# Directive
Using the patch email below, decide whether each statement agrees with it. Answer yes or no and quote the deciding words of the email. 1. The patch adds a new test file. 2. The patch was bootstrapped on arm-linux. 3. The change summary reports 20 insertions in total.

# Source text

** Start **

On 28/07/2020, 10:16, "Kyrylo Tkachov" <Kyrylo.Tkachov@arm.com> wrote:

    Hi Joe,

    > -----Original Message-----

    > From: Gcc-patches <gcc-patches-bounces@gcc.gnu.org> On Behalf Of Joe

    > Ramsay

    > Sent: 27 July 2020 15:08

    > To: Jakub Jelinek via Gcc-patches <gcc-patches@gcc.gnu.org>

    > Subject: [PATCH] [PATCH][GCC] arm: Enable no-writeback vldr.16/vstr.16.

    > 

    > Hi,

    > 

    > There was previously no way to specify that a register operand cannot

    > have any writeback modifiers, and as a result the argument to vldr.16

    > and vstr.16 could be erroneously output with post-increment. This

    > change adds an operand specifier which forbids all writeback, and

    > selects it in the relevant case for vldr.16 and vstr.16

    > 

    > Bootstrapped on arm-linux, gcc and CMSIS-DSP testsuites are clean.

    > Is this patch OK for trunk? If yes, please commit on my behalf as I don't

    > have commit rights.

    > 

    > Thanks,

    > Joe

    > 

    > gcc/ChangeLog:

    > 

    > 2020-05-20  Joe Ramsay  <joe.ramsay@arm.com>

    > 

    >         * config/arm/arm-protos.h (arm_coproc_mem_operand_no_writeback):

    > Declare prototype.

    >         (arm_mve_mode_and_operands_type_check): Declare prototype.

    >         * config/arm/arm.c (arm_coproc_mem_operand): Refactor to use

    > _arm_coproc_mem_operand.

    >         (arm_coproc_mem_operand_wb): New function to cover full, limited

    > and no writeback.

    >         (arm_coproc_mem_operand_no_writeback): New constraint for

    > memory operand with no writeback.

    >         (arm_print_operand): Implement 'j' specifier for memory operand that

    > does not support

    >         writeback.

    >         (arm_mve_mode_and_operands_type_check): New constraint check for

    > MVE memory operands.

    >         * config/arm/constraints.md: Add Uj constraint for VFP vldr.16 and

    > vstr.16.

    >         * config/arm/vfp.md (*mov_load_vfp_hf16): New pattern for vldr.16.

    >         (*mov_store_vfp_hf16): New pattern for vstr.16.

    >         (*mov<mode>_vfp_<mode>16): Remove MVE moves.

    > 

    > gcc/testsuite/ChangeLog:

    > 

    > 2020-05-20  Joe Ramsay  <joe.ramsay@arm.com>

    > 

    >         * gcc.target/arm/mve/intrinsics/mve-vldstr16-no-writeback.c: New test.

    > 

    > ---

    >  gcc/config/arm/arm-protos.h                        |   3 +

    >  gcc/config/arm/arm.c                               | 100 ++++++++++++++++++---

    >  gcc/config/arm/constraints.md                      |   7 ++

    >  gcc/config/arm/vfp.md                              |  28 ++++--

    >  .../arm/mve/intrinsics/mve-vldstr16-no-writeback.c |  17 ++++

    >  5 files changed, 135 insertions(+), 20 deletions(-)

** End **

# Source excerpt
** Start **

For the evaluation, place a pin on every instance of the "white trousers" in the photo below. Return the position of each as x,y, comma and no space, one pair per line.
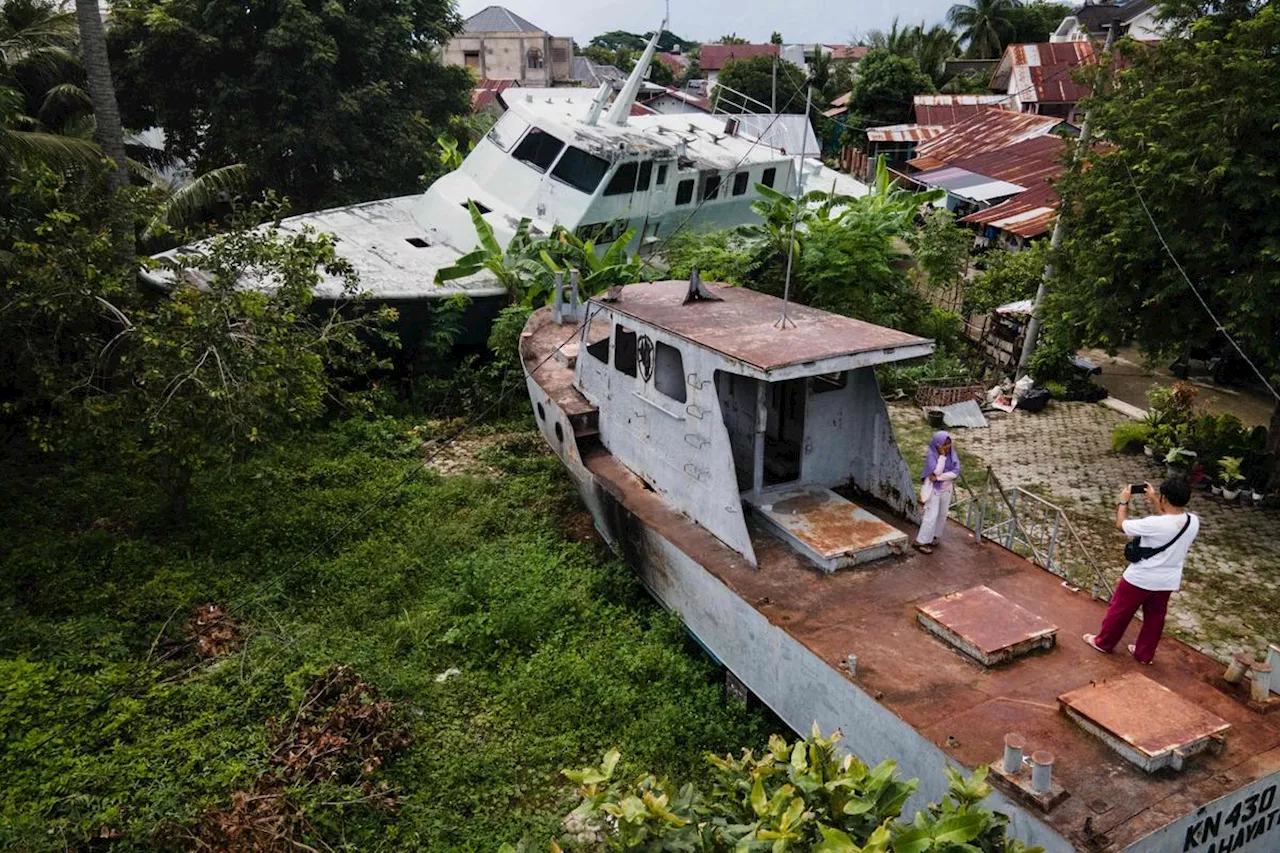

** End **

# Answer to this exercise
1. Yes: "gcc.target/arm/mve/intrinsics/mve-vldstr16-no-writeback.c: New test."
2. Yes: "Bootstrapped on arm-linux, gcc and CMSIS-DSP testsuites are clean."
3. No: "5 files changed, 135 insertions(+), 20 deletions(-)"